Leaving out all pictures, retype the records exactly.

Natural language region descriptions
*** Block opens ***
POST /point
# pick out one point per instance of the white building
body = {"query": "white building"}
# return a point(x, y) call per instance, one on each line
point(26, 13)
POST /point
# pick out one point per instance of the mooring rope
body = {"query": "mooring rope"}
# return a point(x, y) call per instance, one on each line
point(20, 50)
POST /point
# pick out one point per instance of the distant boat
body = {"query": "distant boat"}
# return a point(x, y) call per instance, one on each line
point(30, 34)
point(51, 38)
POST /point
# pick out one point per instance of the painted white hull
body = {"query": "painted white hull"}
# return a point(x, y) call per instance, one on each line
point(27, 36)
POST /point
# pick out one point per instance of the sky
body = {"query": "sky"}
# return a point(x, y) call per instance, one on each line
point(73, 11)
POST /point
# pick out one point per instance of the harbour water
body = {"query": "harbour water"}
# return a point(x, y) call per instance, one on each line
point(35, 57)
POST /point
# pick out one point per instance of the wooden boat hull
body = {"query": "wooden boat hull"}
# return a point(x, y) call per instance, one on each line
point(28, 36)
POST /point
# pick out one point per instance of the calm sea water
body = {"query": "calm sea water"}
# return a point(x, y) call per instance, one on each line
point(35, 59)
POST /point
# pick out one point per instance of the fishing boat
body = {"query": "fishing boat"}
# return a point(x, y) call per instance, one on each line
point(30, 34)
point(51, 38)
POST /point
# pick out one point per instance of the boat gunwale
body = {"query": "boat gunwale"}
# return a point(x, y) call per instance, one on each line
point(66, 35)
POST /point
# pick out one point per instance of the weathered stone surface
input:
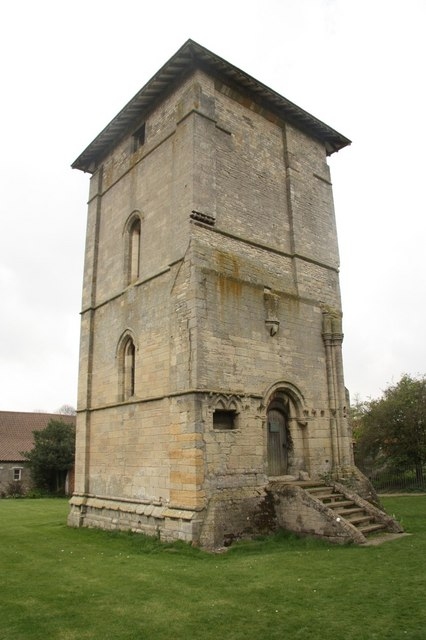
*** Block closes ***
- **Written solution**
POST /point
# pick out one point per instance of the white building
body = {"query": "white building"}
# return a point(x, y) call per instance, one on each line
point(26, 13)
POST /point
# pick out one point per instance of the mooring rope
body = {"query": "mooring rope"}
# return a point(x, y) call per instance, one on each line
point(20, 50)
POST /point
# pick out one point per instance of the distant boat
body = {"query": "distant boat"}
# return a point(x, y) call per instance, one on each line
point(30, 34)
point(51, 38)
POST /point
# pick out one point per instance of the painted white hull
body = {"query": "painted white hull"}
# return a point(x, y) call per instance, one on each line
point(27, 36)
POST /point
# pick out one point per instance of the sky
body = {"query": "sky"}
# return a point(x, y) call per instance, one on each line
point(73, 11)
POST /point
# pick out one point per instance of the harbour water
body = {"query": "harbour water"}
# return a point(x, y) call per instance, one on each line
point(35, 57)
POST /point
# pick out one point per instance of the wooden boat hull
body = {"query": "wooden boat hull"}
# return a point(x, y) call per instance, one on each line
point(28, 36)
POST /point
# pick out one point per instance of the calm sea water
body = {"query": "calm sea water"}
# return a point(x, y) call per instance, one on each line
point(35, 59)
POST /point
# pick out one point per instance of the fishing boat
body = {"query": "fishing boat"}
# return a point(x, y) call per instance, one on each line
point(30, 34)
point(51, 38)
POST /point
# pick out one point per instance of the boat gunwale
body = {"query": "boat gunwale"}
# return a point(x, y) call per instance, one on each line
point(66, 35)
POST /point
# pick out one point per instance of the weathered stone surface
input:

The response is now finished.